Every entry in the listing below has to be given again exactly.

Top of Listed records

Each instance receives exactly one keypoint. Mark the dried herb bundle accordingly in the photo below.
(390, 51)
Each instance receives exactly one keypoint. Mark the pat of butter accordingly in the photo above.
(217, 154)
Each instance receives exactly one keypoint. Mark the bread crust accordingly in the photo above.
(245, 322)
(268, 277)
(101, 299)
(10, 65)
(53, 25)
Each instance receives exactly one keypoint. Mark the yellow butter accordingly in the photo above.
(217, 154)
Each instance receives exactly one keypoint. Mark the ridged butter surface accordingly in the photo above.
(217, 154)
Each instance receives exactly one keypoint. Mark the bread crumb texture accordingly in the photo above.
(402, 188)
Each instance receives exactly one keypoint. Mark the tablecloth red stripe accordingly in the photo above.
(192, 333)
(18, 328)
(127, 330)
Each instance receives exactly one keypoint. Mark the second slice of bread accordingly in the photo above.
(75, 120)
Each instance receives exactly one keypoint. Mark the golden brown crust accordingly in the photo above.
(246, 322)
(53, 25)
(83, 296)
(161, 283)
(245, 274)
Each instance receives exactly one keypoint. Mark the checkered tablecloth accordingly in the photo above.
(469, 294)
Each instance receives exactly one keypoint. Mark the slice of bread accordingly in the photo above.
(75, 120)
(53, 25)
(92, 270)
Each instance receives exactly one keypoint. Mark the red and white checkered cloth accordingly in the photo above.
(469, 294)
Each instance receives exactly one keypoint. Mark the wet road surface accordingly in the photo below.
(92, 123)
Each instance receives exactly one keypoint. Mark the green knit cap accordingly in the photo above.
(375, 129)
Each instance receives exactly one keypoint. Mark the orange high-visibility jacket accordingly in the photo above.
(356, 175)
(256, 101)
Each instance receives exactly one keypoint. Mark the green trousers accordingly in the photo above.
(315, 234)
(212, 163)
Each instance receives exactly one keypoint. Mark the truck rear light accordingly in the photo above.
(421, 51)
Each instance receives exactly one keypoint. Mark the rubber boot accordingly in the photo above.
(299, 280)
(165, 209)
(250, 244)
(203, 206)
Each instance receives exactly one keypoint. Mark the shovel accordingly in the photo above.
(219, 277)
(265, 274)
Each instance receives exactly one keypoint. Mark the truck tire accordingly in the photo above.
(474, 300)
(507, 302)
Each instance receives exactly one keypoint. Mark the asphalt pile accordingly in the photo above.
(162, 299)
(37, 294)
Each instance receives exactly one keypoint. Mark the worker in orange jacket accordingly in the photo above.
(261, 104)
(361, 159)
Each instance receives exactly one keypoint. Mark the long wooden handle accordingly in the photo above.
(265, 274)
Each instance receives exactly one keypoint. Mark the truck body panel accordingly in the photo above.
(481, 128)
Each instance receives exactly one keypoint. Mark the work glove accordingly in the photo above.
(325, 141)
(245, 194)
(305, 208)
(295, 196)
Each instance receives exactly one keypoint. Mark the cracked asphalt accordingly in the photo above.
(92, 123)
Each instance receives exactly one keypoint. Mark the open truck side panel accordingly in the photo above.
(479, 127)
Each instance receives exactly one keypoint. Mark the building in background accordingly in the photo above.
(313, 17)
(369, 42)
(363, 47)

Bottom of Listed records

Your response:
Each instance receives exactly one keypoint. Mark the dried herb bundle accordingly in the photo below.
(390, 51)
Each instance receives exactly one keypoint. Mark the pat of butter accordingly in the photo above.
(217, 154)
Each instance receives exactly one keypoint. Mark the bread crust accordingly in the photo above.
(245, 322)
(268, 277)
(101, 299)
(10, 65)
(53, 25)
Each instance receives exactly one keypoint. Mark the yellow butter accordingly in the photo above.
(217, 154)
Each instance receives exactly one keypoint. Mark the ridged butter surface accordingly in the photo above.
(217, 154)
Each instance receives exactly one keypoint. Mark the bread crumb texture accordingly in the photo above.
(402, 188)
Each instance receives exactly one keypoint. Mark the tablecloth red stripe accordingly in the photo above.
(192, 333)
(18, 328)
(127, 330)
Each instance receives exactly one keypoint. Mark the second slice of bread accordingly in the photo above.
(75, 120)
Each instance receives exactly one keypoint. Mark the golden brown crust accordingly in the photo above.
(246, 322)
(53, 25)
(83, 296)
(161, 283)
(245, 274)
Each instance receives exactly one keypoint. Mark the checkered tablecloth accordingly in the photo above.
(469, 294)
Each instance receives exactly one keypoint. Mark the slice of bread accordingly in the photo above.
(75, 120)
(53, 25)
(92, 270)
Each instance receives exactly one keypoint. Mark the red and white checkered cloth accordingly in the photo above.
(469, 294)
Each instance receives exactly one keypoint. Mark the wet road surface accordingly in the photo below.
(92, 123)
Each instance receives exactly one keypoint. Mark the green knit cap accordingly in the photo above.
(375, 129)
Each instance receives exactly one keypoint. Mark the orange high-visibility jacket accordingly in the photo above.
(356, 175)
(256, 101)
Each instance receives exactly one keypoint. Mark the green trousers accordingly in the photo above.
(315, 234)
(212, 163)
Each instance receives exactly one keypoint. Mark the truck rear light accordingly in the photo above.
(421, 51)
Each instance receives exactly one keypoint. Mark the rubber boot accordingly in the photo above.
(299, 280)
(165, 209)
(250, 244)
(203, 206)
Each instance receives exactly one keypoint. Mark the shovel accordingly in the photo above.
(219, 277)
(265, 274)
Each instance receives exactly one keypoint. Mark the truck tire accordingly in the photo above.
(474, 300)
(507, 302)
Each instance receives exactly one keypoint. Mark the asphalt pile accordingly in the photo above.
(162, 299)
(37, 294)
Each instance receives exactly one keypoint. Mark the worker in orange jacket accordingly in the photo above.
(261, 104)
(361, 159)
Each instance receives exactly one keypoint. Mark the long wooden handle accordingly in the photo above.
(265, 274)
Each instance receives exactly one keypoint. Mark the truck body panel accordingly in the photo above.
(481, 128)
Each instance receives exactly one keypoint. Mark the work glove accordingly in the photo above.
(325, 141)
(245, 194)
(305, 208)
(295, 196)
Each instance receives exactly one keypoint. Mark the cracked asphalt accordingly in the photo above.
(92, 123)
Each instance receives exactly one keypoint. Mark the open truck side panel accordingly in the photo above.
(479, 127)
Each instance receives exactly one keypoint. Mark the building in background accordingly in the photo above.
(313, 17)
(369, 42)
(363, 47)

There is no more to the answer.